* [DIRECTIVE A]
Please filter the entries below and copy every line that contains the string "microphone", treating case as significant.
--- SELECTED TEXT ---
A month ago we were treated to a $1 trillion currency swap between the Fed and the ECB, which was in fact a loan, which is illegal for both entities. As you know the world elitists make up the rules as it suits them. Be as it may those funds can be leveraged to $10 trillion or more if the banks choose to do that. These economies are helped short-term but nothing is being done to solve the underlying problems. Adding debt to debt is no answer.

This plan was supposedly, as usual, coordinated with the Swiss National Bank, the Bank of Canada and the Bank of England for the direct benefit of the European Central Bank. There was one announcement and you haven’t heard hardly anything since. It is supposed to be a big secret. That is not surprising considering unlimited amounts of money and credit are being dumped into the system. The Anglo American establishment now owns Europe. The Fed now has an even larger monopoly.

These incredible amounts of money are being showered over the banking system as 1.1 million Americans have been added to the unemployment ranks over the past three years to total over 13 million. If you put all the numbers together it’s some 20 million. Debt per American is $48,700 and there are more than 46 million living in poverty – 46 million Americans live off of food stamps. As you can see the public is hanging on for deal life and investors don’t know which way to turn, because they do not understand gold and its function. If they don’t understand the function of gold and silver they’ll probably eventually lose 90% of their assets as most did in the 1930s. They are facing the greatest creation of fiat money in the history of mankind. America is no longer a bastion of capitalism or free markets. It is a corporate fascist state.
--- WORKING DATA ---
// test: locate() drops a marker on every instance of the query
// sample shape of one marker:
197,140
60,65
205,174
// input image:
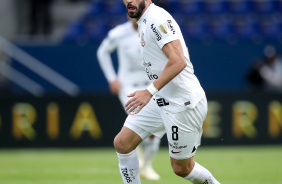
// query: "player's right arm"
105,61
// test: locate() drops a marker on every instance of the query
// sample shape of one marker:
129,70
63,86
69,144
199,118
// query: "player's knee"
180,171
121,146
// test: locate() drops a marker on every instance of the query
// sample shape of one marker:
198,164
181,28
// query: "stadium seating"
219,19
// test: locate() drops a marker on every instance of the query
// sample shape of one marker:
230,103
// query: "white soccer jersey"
156,28
124,39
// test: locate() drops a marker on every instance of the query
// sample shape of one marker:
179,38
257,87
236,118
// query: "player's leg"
136,128
150,147
184,131
192,171
125,143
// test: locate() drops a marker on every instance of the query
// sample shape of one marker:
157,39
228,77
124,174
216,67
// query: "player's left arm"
176,63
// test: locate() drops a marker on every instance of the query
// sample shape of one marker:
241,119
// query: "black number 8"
174,133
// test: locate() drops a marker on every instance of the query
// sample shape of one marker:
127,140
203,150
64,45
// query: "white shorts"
183,129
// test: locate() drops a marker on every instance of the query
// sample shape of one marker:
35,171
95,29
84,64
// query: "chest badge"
143,43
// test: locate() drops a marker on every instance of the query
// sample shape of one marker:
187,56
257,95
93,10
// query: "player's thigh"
184,130
126,141
147,122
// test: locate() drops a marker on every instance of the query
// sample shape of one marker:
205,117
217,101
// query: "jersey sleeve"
162,30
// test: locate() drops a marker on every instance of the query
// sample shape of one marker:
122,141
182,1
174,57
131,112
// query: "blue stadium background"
224,38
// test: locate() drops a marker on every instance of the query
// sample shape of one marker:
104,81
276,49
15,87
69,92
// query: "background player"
130,77
174,103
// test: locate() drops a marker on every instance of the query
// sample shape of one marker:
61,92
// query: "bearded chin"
139,12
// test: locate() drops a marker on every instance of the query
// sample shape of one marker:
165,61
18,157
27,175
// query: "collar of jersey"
145,14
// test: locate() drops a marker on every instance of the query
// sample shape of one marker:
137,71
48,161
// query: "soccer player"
130,77
174,103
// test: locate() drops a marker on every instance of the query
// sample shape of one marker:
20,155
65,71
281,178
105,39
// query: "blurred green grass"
230,165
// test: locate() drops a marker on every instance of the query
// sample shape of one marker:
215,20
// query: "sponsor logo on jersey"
145,21
187,103
175,152
175,146
194,149
170,26
149,70
126,175
163,28
143,43
157,33
161,102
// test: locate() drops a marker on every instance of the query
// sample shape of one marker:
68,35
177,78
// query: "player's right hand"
115,87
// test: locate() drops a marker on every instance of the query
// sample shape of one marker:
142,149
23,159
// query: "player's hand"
115,87
138,101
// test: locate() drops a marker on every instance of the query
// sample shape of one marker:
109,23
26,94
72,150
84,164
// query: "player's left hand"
138,101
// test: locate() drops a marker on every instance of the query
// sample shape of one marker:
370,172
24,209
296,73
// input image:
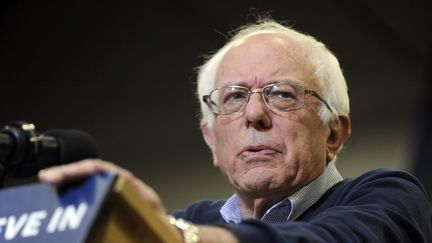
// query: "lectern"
102,208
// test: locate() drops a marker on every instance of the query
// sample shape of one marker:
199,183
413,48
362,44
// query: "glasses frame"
206,98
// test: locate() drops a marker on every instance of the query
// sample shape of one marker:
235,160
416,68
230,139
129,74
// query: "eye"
281,95
234,97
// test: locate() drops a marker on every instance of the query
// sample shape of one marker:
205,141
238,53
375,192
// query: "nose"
256,112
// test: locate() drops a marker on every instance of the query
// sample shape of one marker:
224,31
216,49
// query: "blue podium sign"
39,212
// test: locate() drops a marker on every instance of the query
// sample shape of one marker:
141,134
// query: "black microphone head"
73,145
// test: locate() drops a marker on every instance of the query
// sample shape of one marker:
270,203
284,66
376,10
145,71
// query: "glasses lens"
284,97
228,100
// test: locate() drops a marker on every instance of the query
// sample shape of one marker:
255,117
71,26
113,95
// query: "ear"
209,139
340,130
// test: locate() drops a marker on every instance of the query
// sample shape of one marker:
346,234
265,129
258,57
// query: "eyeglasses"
278,97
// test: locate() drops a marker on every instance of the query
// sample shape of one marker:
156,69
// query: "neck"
255,208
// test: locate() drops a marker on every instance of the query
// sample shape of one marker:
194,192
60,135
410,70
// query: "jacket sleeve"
384,206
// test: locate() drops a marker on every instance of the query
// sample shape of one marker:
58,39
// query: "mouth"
258,150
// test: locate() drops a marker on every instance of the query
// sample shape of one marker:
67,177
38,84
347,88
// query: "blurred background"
124,72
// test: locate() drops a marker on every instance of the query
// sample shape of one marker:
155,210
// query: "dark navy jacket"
379,206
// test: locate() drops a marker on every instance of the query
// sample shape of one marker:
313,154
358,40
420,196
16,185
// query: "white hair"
326,69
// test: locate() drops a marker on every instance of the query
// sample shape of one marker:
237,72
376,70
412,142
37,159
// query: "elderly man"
275,115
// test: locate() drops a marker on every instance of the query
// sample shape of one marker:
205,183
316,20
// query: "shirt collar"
291,207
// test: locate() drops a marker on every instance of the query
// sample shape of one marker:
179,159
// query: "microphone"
24,151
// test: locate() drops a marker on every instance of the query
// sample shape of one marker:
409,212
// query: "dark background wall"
123,71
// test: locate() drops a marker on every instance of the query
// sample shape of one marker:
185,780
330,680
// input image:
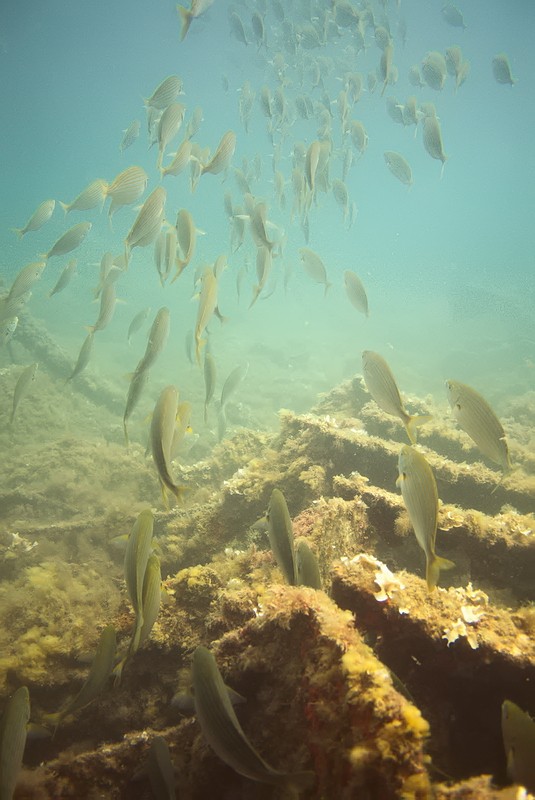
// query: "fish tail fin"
179,492
125,429
413,422
434,565
185,18
256,292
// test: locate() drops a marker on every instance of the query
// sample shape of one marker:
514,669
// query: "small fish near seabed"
223,732
476,418
13,730
162,432
420,496
356,292
518,732
281,537
382,386
95,683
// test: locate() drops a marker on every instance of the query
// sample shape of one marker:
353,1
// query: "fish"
25,280
453,16
386,66
126,188
65,278
158,335
160,770
137,322
182,427
138,549
148,222
308,571
420,496
222,156
92,196
188,346
180,160
223,731
209,382
187,15
314,267
40,217
130,135
161,437
434,70
501,69
518,732
138,382
399,167
356,292
22,387
8,327
432,137
13,731
165,249
99,674
83,356
151,596
232,382
165,93
187,239
69,241
207,306
264,263
168,127
108,302
281,538
359,136
382,386
476,418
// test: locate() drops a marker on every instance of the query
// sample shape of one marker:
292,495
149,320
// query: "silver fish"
40,217
478,420
65,278
137,323
22,387
209,382
419,491
84,356
130,135
161,437
382,386
356,292
70,240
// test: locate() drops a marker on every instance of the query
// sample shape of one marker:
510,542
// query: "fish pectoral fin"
434,565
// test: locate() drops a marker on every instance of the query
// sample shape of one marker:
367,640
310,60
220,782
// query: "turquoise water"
447,264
---
* [DIRECTIVE B]
According to the currency swap text above, how much debt is there per American?

* [COMPLETE ANSWER A]
// query: "black microphone head"
// query: "microphone"

* [COMPLETE ANSWER B]
$48,700.